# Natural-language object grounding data
*** Block opens ***

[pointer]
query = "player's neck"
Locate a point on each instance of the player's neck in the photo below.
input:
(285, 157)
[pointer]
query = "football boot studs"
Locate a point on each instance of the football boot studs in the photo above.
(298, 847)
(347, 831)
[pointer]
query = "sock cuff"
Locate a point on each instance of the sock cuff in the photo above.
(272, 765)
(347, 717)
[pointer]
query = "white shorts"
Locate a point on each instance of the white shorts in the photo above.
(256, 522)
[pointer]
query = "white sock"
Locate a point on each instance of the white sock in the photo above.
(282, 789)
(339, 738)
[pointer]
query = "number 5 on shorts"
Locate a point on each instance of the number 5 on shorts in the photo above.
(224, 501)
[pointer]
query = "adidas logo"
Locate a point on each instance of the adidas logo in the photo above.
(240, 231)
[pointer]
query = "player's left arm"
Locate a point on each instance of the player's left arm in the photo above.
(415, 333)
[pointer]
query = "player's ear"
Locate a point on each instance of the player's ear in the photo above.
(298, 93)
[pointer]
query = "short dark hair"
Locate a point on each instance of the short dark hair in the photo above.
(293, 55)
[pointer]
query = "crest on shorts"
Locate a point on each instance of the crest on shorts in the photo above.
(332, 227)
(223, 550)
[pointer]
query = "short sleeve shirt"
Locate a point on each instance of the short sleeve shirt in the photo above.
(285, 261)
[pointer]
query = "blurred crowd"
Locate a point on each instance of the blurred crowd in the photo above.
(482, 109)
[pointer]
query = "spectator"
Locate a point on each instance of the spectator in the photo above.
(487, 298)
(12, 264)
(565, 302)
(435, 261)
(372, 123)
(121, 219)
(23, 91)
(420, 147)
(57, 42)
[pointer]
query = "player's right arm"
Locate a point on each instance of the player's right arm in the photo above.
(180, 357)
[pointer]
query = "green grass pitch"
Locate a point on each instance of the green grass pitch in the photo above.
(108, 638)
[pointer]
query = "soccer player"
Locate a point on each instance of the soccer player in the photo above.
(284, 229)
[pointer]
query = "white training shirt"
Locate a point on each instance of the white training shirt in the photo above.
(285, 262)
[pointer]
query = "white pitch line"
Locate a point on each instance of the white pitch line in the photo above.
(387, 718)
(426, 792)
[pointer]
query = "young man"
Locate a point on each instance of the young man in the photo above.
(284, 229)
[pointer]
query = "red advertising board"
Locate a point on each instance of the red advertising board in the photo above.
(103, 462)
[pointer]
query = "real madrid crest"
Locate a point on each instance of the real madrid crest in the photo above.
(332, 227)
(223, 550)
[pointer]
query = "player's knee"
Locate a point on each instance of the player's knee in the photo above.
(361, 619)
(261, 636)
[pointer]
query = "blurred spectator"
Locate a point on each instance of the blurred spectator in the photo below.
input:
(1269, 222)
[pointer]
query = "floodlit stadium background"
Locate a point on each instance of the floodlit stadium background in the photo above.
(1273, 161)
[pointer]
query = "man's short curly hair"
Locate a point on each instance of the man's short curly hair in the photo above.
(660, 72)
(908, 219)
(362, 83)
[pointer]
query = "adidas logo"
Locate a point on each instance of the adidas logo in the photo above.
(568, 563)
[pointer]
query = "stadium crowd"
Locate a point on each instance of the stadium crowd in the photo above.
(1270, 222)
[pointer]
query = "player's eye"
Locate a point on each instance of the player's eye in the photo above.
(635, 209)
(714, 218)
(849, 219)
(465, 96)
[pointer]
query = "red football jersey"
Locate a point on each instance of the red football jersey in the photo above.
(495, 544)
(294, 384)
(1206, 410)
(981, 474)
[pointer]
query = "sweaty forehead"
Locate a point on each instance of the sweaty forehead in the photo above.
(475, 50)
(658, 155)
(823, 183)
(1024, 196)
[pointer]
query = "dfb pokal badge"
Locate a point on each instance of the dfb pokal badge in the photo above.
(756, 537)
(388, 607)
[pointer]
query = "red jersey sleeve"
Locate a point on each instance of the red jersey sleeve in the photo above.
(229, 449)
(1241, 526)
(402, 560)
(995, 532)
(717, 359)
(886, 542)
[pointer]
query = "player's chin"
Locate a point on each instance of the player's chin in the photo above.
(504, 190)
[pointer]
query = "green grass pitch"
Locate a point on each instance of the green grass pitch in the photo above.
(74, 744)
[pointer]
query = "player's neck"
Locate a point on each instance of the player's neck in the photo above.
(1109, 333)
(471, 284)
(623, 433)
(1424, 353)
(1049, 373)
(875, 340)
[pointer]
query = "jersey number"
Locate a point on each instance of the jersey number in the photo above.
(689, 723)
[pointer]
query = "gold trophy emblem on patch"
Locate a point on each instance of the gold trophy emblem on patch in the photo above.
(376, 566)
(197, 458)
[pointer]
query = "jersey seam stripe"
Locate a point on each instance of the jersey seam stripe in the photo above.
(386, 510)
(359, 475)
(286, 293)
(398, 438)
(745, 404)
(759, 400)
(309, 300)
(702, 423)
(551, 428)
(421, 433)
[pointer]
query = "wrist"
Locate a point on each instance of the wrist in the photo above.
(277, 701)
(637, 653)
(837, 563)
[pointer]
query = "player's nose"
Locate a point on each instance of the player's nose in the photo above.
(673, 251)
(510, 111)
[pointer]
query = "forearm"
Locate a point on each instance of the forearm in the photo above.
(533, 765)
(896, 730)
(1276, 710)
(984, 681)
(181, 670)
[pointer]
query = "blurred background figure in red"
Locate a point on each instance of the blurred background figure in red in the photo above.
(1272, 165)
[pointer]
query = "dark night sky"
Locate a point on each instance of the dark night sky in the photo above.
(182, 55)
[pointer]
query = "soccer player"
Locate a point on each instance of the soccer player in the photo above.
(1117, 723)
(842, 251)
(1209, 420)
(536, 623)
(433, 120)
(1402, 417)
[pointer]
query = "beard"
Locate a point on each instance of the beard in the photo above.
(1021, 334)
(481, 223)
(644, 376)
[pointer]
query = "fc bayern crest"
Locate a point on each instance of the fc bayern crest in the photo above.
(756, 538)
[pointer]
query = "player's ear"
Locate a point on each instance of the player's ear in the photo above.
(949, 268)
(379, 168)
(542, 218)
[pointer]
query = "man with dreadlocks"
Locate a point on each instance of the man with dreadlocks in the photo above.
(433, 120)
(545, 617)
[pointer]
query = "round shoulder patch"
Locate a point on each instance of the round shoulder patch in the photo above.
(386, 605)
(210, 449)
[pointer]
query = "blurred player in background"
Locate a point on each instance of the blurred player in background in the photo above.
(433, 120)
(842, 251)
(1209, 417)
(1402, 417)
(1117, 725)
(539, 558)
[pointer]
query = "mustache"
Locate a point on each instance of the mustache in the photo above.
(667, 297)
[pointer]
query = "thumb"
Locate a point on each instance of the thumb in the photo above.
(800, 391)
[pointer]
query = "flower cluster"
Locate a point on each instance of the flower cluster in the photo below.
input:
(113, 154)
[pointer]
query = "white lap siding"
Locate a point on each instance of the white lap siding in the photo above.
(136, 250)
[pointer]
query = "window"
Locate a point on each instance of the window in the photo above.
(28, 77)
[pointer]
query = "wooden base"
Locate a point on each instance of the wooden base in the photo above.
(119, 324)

*** Block closes ***

# Problem to solve
The records shown above should be given again word for word.

# Completed task
[pointer]
query = "player's neck"
Locate a point on each instance of the player's neck in the photo below.
input:
(285, 157)
[pointer]
query = "football boot studs"
Locate a point on each instance of the football boot studs in the photo above.
(298, 847)
(347, 831)
[pointer]
query = "sock cuff"
Locate a point on each instance of the sock cuff in the photo above.
(272, 765)
(347, 717)
[pointer]
query = "white shorts"
Locate a point on each instance of the white shorts in the photo above.
(256, 522)
[pointer]
query = "white sock"
Locate a point on each instance of the white sock in the photo above.
(282, 789)
(339, 738)
[pointer]
query = "number 5 on shorts"
Locate a point on each instance of the number 5 on shorts in the photo above.
(224, 501)
[pointer]
query = "adidas logo"
Locate a point on each instance of the adidas logo in the photo above.
(240, 231)
[pointer]
query = "player's left arm"
Locate a point on each instance of the player's left arm in the photo above.
(415, 333)
[pointer]
query = "player's ear"
Locate a point on each instance of the player's ear in the photo above.
(298, 93)
[pointer]
query = "short dark hair"
Locate a point on each instance of the short dark hair in the photo above.
(293, 55)
[pointer]
query = "crest on shorts"
Locate a point on each instance of the crest on shorts in the photo above.
(332, 227)
(223, 550)
[pointer]
query = "short sleeve shirt"
Locate a point on each instance of the short sleeve shirt in the photo above.
(285, 261)
[pointer]
query = "blurred crowd"
Locate a point on each instance of the blurred crowd in the photo above.
(482, 109)
[pointer]
query = "spectator"
Locate a point on each instance of the spectator in the photo above.
(487, 298)
(12, 264)
(565, 302)
(435, 261)
(372, 123)
(121, 219)
(23, 91)
(420, 147)
(57, 42)
[pointer]
query = "player's right arm"
Locate a point on each instance of the player's right arm in the photo above.
(180, 357)
[pointer]
query = "green grass pitch"
Locate a point on each instance of the green grass pitch in the photo above.
(108, 638)
[pointer]
query = "soccer player"
Locate a point on each instance of the soccer player in the photo above.
(284, 229)
[pointer]
query = "white training shirt"
Locate a point on each instance of the white training shirt in the photo above.
(285, 262)
[pointer]
query = "white pitch line"
Locate a point on each instance of the white pitch line in the photo above.
(387, 718)
(426, 792)
[pointer]
query = "young man"
Locate a point on each instance of the young man in the photo above.
(284, 229)
[pointer]
query = "red advertising board"
Locate a point on each instance of the red advertising board in the photo above.
(103, 462)
[pointer]
query = "real madrid crest"
Locate a point on each instance of the real madrid crest in the photo above.
(332, 227)
(223, 550)
[pointer]
query = "player's knee"
Locate a point on each instance of the player's knee in the photo above.
(361, 619)
(261, 636)
[pointer]
query = "blurred spectator"
Locate a point on each instance of the blurred spectator in the photo below.
input:
(1269, 222)
[pointer]
query = "floodlit stadium background"
Locate a point on each instance of the floodlit stadium background in the photo above.
(1273, 161)
[pointer]
query = "man's short curly hair"
Locate a point on each instance of the man's short curly hair in the photo above.
(660, 72)
(908, 219)
(362, 83)
[pointer]
query = "adidas logo"
Locate a point on each instance of the adidas logo in the photo above.
(568, 563)
[pointer]
query = "stadium crowd"
Locate a point on each instance of the stadium crowd in the photo above.
(1270, 222)
[pointer]
query = "player's eye"
Locate a point on each instance of the player's eye in the photo above.
(635, 209)
(714, 218)
(849, 219)
(465, 96)
[pointer]
query = "red football jersey"
Locate a point on each instance of the red football jersey in the photo above.
(495, 544)
(294, 384)
(1206, 410)
(981, 474)
[pointer]
query = "sweaty forehead"
Locate a point on each instance of the sweaty forehead in the photo above.
(475, 50)
(658, 155)
(823, 183)
(1024, 196)
[pointer]
query = "dfb pokal badge"
Locate a point on each instance of the dfb pokal badge in the photo above.
(756, 537)
(388, 607)
[pointer]
query = "red jersey sleeve"
Locate a point on each instance of the red jersey sleeve in the photo above.
(229, 449)
(1241, 526)
(402, 560)
(995, 532)
(717, 359)
(886, 542)
[pointer]
query = "player's chin"
Locate a point on each instance of the player's chin in the photo above.
(504, 190)
[pointer]
query = "green grass pitch"
Locate a point on each instance of the green grass pitch in the photo above.
(74, 744)
[pointer]
query = "player's neck"
Locate a point on each instance of the player's neck in the photo above.
(1109, 333)
(471, 284)
(623, 433)
(1424, 353)
(1049, 373)
(875, 340)
[pointer]
query = "jersey number"
Locate a point on each instance of the jersey number in the photo above.
(689, 723)
[pointer]
query = "gold trophy emblem on patch"
Locate a point on each instance of the gold trophy emblem on patch in the photo above.
(376, 566)
(197, 458)
[pointer]
query = "jersey seam stripe"
Locate a point on each instance of the jersey seam stripe in the photo above.
(386, 510)
(359, 475)
(286, 293)
(398, 438)
(745, 404)
(759, 400)
(309, 300)
(702, 423)
(551, 428)
(421, 433)
[pointer]
query = "wrist"
Locate a point on each instance of the wrist in the photo above.
(277, 701)
(637, 653)
(837, 563)
[pointer]
query = "player's nose"
Locate a point on each instance of the player's nose in the photo above.
(673, 251)
(510, 111)
[pointer]
query = "forearm"
Locate a point on each instance of the forearm in the photo above.
(533, 765)
(896, 730)
(1276, 710)
(984, 681)
(181, 670)
[pointer]
query = "blurred background figure in red"
Locate a point on each instance of the blurred background figure in red in the photo above.
(1272, 165)
[pointer]
query = "dark night sky"
Locate a point on each instance of the dark night sky in the photo above.
(182, 55)
[pointer]
query = "soccer player"
Locate a point on each instance of the soccer player in the photo above.
(1117, 723)
(842, 251)
(1209, 420)
(536, 623)
(433, 120)
(1402, 417)
[pointer]
query = "beard"
Locate a point on each instance of the beard in the photo above.
(1021, 334)
(481, 223)
(644, 376)
[pointer]
query = "fc bayern crest"
Locate a point on each instance of the fc bayern crest in the photo above.
(756, 538)
[pointer]
query = "player's ear"
Locate a point on each instance of the player's ear in the photo above.
(949, 268)
(379, 168)
(542, 218)
[pointer]
query = "man with dreadlocks"
Locate a point on each instance of the man with dreadlocks in the photo above.
(433, 120)
(545, 617)
[pointer]
query = "round shoulder patch"
Locate a point on each instance of the round shoulder patch in the photo above.
(386, 605)
(210, 449)
[pointer]
query = "blurred player in background"
Locate a point on each instance of the blurred player in background in the photo above.
(433, 120)
(842, 251)
(1209, 417)
(1402, 417)
(1117, 725)
(539, 558)
[pointer]
query = "mustache"
Locate a point on each instance of the mustache in the photo above.
(667, 297)
[pointer]
query = "thumb"
Locate a point on each instance of the thumb in the photo above.
(800, 391)
[pointer]
query = "flower cluster"
Locate a point on each instance of the flower cluster in the photo below.
input:
(113, 154)
[pointer]
query = "white lap siding"
Locate a point on each instance of the white lap siding in the photo above.
(136, 250)
[pointer]
query = "window"
Locate a point on each instance of the window in the photo above.
(28, 77)
[pointer]
query = "wooden base"
Locate a point on each instance of the wooden base in the photo above.
(119, 324)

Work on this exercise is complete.